### ЗАДАНИЕ 1:
Перепиши без изменений строки набора данных от строки, в которой есть "Can you spot the snow-dusted", до строки, в которой есть "x=784, y=536", включая обе.

Лермонтова в те дни послали в Тамань; городишко был переполнен офицерами, и поэту с денщиком досталась захудалая хата на берегу, принадлежащая казачке Царицыхе. Старуха зналась с контрабандистами и приняла офицера за соглядатая, желавшего накрыть её промысел. Лермонтов пробыл у неё два дня, но впечатлений вполне хватило на чудесную повесть «Тамань».
Непрерывные хлопоты Е. А. Арсеньевой о судьбе внука, её слёзное письмо великому князю Михаилу Павловичу, в конце концов принесли результат. 21 октября 1837 года В. А. Жуковский, воспитатель царских детей, записал среди прочего в дневнике: «Прощение Лермонтова».
Глубокой осенью, если не в начале зимы Лермонтов писал Святославу Раевскому:
«Наконец, меня перевели обратно в гвардию, но только в Гродненский полк, и если бы не бабушка, то по совести сказать, я бы охотно остался здесь, потому что вряд ли Поселение веселее Грузии.

### ЗАДАНИЕ 2:
Изложи короче абзац фрагмента о Лермонтове, начинающийся словами «Лермонтова в те дни послали в Тамань», и сохрани его основные факты.

[Записи набора данных с точечной разметкой]

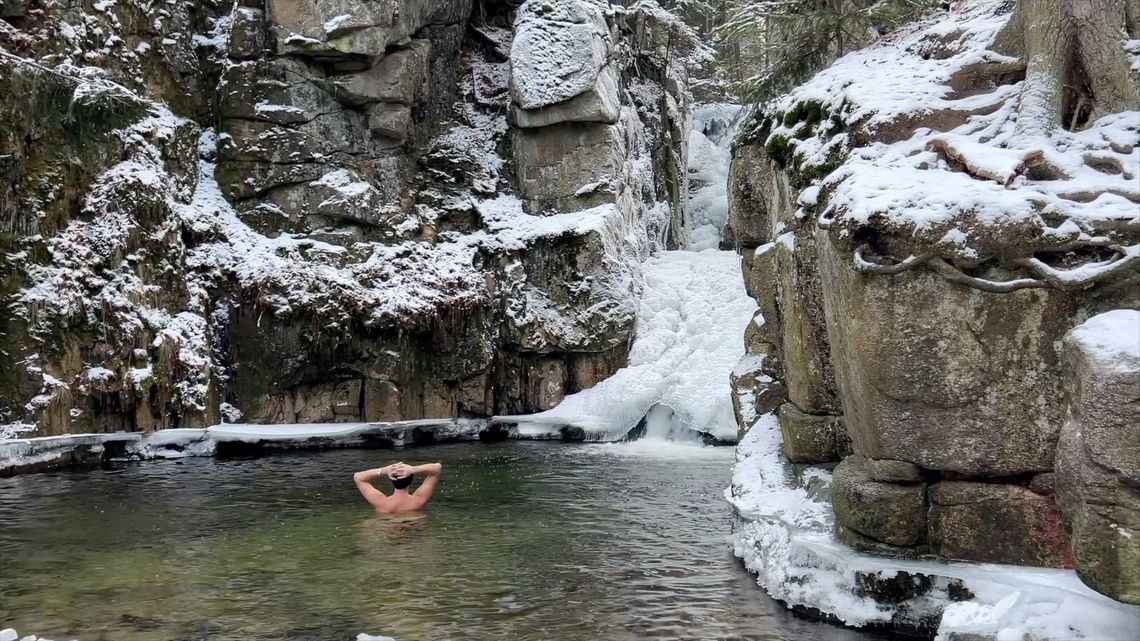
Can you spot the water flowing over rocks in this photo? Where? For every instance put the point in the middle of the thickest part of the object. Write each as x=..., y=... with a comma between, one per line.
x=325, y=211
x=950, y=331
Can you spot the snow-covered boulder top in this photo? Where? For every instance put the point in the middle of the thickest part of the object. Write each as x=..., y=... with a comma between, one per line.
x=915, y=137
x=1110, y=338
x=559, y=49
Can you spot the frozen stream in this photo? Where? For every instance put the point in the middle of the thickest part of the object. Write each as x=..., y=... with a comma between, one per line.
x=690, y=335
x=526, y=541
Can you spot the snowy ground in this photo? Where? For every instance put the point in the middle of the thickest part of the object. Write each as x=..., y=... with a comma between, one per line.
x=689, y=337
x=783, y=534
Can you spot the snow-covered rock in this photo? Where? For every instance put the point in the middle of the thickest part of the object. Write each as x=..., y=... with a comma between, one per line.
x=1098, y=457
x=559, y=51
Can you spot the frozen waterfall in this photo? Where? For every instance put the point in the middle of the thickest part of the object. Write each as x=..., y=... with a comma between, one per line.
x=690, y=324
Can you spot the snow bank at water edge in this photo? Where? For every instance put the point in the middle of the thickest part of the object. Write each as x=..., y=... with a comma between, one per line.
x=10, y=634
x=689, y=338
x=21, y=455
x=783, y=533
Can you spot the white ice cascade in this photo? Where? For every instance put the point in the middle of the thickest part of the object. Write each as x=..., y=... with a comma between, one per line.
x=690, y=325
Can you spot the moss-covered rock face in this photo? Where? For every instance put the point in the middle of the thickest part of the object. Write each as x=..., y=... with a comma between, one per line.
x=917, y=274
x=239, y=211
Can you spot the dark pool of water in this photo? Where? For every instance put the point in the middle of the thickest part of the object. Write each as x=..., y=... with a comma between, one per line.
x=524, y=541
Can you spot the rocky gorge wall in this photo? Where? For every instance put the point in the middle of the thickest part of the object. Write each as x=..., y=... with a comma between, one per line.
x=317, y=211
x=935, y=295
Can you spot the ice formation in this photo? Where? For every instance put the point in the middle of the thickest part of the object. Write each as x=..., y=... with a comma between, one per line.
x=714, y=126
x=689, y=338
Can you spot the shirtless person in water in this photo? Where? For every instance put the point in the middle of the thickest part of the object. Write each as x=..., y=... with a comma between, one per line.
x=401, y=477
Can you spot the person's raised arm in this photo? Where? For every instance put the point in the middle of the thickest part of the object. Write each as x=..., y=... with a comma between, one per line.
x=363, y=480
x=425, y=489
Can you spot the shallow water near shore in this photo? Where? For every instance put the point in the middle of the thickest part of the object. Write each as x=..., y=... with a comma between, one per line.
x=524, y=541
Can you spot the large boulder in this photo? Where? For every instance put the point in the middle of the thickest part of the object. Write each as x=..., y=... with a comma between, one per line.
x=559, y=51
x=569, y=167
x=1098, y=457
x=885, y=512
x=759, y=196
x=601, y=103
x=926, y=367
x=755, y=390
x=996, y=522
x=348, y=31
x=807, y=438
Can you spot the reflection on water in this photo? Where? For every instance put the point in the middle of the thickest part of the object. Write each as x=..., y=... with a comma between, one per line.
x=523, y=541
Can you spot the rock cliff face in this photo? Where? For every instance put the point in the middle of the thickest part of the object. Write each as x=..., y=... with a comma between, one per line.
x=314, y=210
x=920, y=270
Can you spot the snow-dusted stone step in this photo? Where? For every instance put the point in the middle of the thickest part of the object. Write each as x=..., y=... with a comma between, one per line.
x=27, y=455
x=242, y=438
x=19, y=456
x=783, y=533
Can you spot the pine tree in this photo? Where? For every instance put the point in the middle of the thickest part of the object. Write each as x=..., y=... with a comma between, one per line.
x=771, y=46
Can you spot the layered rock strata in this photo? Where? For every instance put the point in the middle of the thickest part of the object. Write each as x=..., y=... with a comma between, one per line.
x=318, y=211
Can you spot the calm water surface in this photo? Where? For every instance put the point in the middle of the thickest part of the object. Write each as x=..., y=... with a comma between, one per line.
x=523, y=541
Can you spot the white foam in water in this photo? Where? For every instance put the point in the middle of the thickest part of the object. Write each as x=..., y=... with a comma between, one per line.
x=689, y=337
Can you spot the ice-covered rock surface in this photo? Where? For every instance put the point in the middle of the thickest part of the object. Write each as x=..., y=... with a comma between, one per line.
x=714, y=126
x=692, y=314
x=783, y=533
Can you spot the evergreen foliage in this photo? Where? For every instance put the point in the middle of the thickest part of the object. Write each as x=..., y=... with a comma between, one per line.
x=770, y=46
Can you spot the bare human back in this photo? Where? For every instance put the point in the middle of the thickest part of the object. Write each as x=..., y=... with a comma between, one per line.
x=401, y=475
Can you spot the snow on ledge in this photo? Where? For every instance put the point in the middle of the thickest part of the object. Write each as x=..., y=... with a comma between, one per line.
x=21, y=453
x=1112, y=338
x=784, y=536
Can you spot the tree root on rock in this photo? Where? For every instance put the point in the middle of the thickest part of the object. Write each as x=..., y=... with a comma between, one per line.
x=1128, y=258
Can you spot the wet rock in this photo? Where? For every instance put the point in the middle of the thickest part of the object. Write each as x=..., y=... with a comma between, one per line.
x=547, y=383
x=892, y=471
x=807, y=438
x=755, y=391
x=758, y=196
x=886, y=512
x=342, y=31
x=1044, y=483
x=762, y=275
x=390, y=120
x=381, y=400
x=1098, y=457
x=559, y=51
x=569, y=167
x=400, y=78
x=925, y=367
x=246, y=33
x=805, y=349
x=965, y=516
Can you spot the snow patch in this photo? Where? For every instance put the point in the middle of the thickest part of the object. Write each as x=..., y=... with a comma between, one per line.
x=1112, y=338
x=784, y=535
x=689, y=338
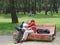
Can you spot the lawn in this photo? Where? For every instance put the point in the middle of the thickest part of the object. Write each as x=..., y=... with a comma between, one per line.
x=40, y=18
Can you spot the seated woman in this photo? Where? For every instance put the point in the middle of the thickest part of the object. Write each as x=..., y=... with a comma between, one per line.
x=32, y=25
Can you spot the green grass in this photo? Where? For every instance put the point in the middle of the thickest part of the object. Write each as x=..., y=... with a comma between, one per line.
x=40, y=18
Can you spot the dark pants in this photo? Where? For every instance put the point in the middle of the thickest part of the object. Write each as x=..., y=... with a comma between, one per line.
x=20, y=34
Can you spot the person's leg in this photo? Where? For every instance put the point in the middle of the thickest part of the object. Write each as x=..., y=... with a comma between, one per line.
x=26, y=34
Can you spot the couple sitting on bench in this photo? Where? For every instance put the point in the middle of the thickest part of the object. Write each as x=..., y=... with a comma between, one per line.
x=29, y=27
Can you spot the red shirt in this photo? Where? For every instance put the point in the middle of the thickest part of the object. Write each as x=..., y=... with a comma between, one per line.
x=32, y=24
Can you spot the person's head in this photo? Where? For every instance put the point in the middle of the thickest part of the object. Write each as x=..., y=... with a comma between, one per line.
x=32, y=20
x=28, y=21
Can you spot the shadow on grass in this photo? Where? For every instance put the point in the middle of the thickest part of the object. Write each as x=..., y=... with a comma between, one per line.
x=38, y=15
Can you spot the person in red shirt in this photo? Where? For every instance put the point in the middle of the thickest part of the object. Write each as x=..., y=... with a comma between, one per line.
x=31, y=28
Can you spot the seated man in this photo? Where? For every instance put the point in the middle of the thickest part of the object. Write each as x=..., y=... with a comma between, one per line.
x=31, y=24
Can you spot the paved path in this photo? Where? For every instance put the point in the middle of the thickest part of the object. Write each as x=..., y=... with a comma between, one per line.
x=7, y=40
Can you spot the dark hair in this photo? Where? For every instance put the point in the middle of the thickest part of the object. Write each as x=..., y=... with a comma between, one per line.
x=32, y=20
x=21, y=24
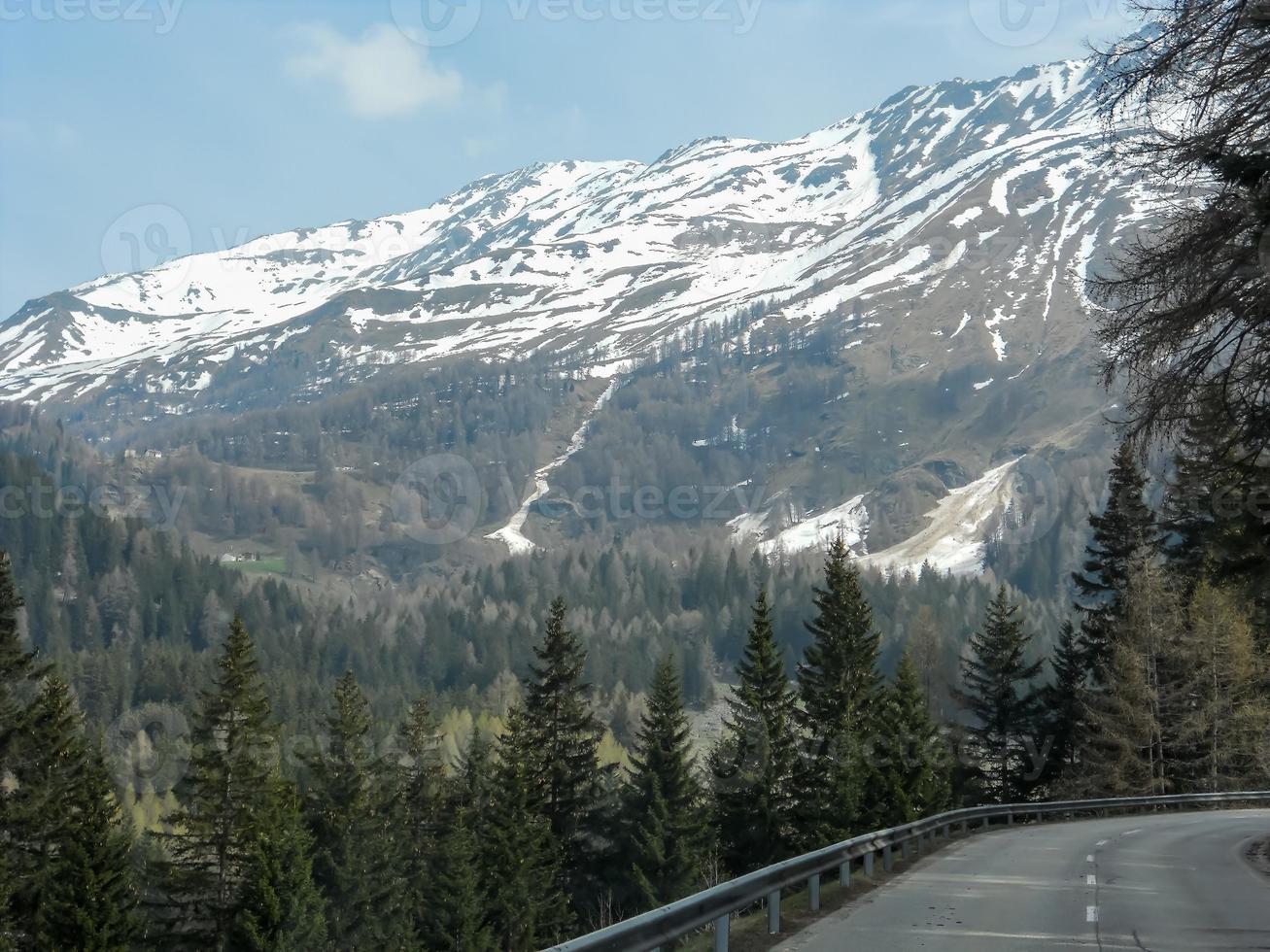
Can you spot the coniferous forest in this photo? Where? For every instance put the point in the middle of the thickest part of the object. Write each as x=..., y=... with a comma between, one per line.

### ОТВЕТ НА ЗАДАНИЕ 1:
Can you spot the snow-dusted stone step in this photo? Where? For every instance put the point in the middle of the thickest part of the object. Write each as x=..., y=... with a comma between, one per line.
x=27, y=455
x=242, y=438
x=19, y=456
x=783, y=533
Can you spot the pine tree in this photo? Where? For every instance put the point in the middle of the thickest part of the object. Write each as x=..., y=... with a comma between, one per line.
x=771, y=46
Can you spot the layered rock strata in this photo? Where? For every instance put the point in the middle of the thickest part of the object. Write each as x=..., y=... with a comma between, one per line.
x=318, y=211
Can you spot the calm water surface in this photo? Where? For every instance put the point in the middle of the thickest part of the object. Write each as x=..., y=... with a comma between, one per line.
x=523, y=541
Can you spot the white foam in water in this photo? Where? For every instance put the point in the middle of the thickest part of the object. Write each as x=..., y=... with a comma between, one per line.
x=689, y=337
Can you spot the ice-covered rock surface in this photo? Where? For every instance put the point in the middle of the thickest part of the object. Write each as x=..., y=... with a comma between, one per line.
x=714, y=126
x=692, y=314
x=783, y=533
Can you spot the evergreen foliage in this photo? Where? For every instance put the point in the middle of the thickest part of the object. Write each as x=..., y=... with a comma between, one per line.
x=770, y=46
Can you spot the bare human back in this photo? Where? For every instance put the point in the middle of the thickest part of the object. Write each as x=..., y=... with a comma between, one per line.
x=401, y=475
Can you spot the snow on ledge in this photo? Where? For every instance put the point in the middle of the thickest part of the object. Write each as x=..., y=... with a comma between, one per line.
x=21, y=453
x=1112, y=338
x=784, y=536

### ОТВЕТ НА ЗАДАНИЕ 2:
Тамань была переполнена офицерами, поэтому Лермонтову с денщиком досталась захудалая хата на берегу у казачки Царицыхи. Старуха зналась с контрабандистами и приняла поэта за соглядатая. Лермонтов прожил у неё два дня, и этих впечатлений ему хватило на повесть «Тамань».